For the Calcasieu Pass piling text below, say whether each statement agrees with it: (a) CPLNG asked FERC to approve eight additional piles in the PTC27X area; (b) delays related to the design change are already visible; (c) the extra piles were requested because of changes in the pipe stress data. Answer yes or no for each and quote the deciding words of the text.

Text segment:
*** Begin section ***

W|EPC Risks: Venture Global – Calcasieu Pass LNG – Keeping An Eye On Pile Design Changes

Key Takeaways:
• An engineering design change at Calcasieu Pass (CPLNG) required additional piling and out of sequence construction activities.
• Meaningful engineering changes during construction & fabrication can undermine the benefits of modularization, by creating cost overruns and delays.
• No Related Delays Are Visible Yet. However, we should get a better view of the actual impact as Calcasieu enters the mechanical phases of fabrication and construction – where the ramification of errors or changes becomes more evident.

Keeping An Eye Out For Material Quantity Growth. On May 22nd, 2020, CPLNG requested FERC approve eight (8) additional piles in the Pre-Treatment Common Pipe Rack 27X (PTC27X) area due to changes in the pipe stress data. Pipe stress calculations are developed to ensure the piping design and layout can support the expansions and contractions caused by processing hydrocarbons. Pipe stress data is one of the most important elementsin determining the piping layout, structural steel design, material quantities needed for the CPLNG modules, and pile layout.

*** End section ***

Source material:
*** Begin section ***

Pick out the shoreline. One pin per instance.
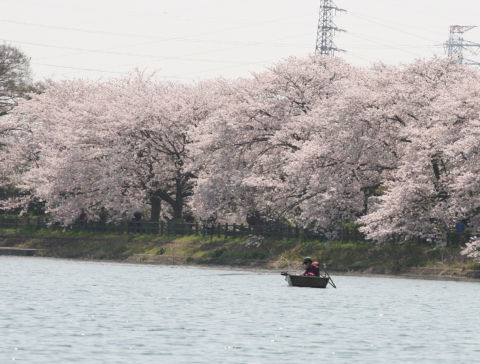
(342, 258)
(412, 274)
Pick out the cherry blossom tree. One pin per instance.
(418, 202)
(307, 141)
(117, 145)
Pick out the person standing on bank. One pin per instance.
(312, 268)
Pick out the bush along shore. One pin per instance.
(410, 259)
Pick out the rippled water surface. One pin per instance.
(59, 311)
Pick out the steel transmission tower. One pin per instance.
(327, 29)
(456, 45)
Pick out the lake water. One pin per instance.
(60, 311)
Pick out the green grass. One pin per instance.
(338, 255)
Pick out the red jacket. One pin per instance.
(314, 270)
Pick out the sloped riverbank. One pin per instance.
(353, 258)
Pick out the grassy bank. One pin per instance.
(241, 251)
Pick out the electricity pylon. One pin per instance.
(456, 45)
(327, 29)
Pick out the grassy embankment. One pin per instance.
(233, 251)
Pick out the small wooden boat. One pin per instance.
(309, 281)
(302, 281)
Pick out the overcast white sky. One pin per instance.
(197, 39)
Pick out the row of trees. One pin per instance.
(312, 141)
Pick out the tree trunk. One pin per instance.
(156, 206)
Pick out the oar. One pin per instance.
(330, 280)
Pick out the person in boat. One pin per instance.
(312, 269)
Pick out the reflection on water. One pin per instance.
(58, 311)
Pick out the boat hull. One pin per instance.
(302, 281)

*** End section ***

Answer space:
(a) Yes: "CPLNG requested FERC approve eight (8) additional piles in the Pre-Treatment Common Pipe Rack 27X (PTC27X) area"
(b) No: "No Related Delays Are Visible Yet."
(c) Yes: "due to changes in the pipe stress data"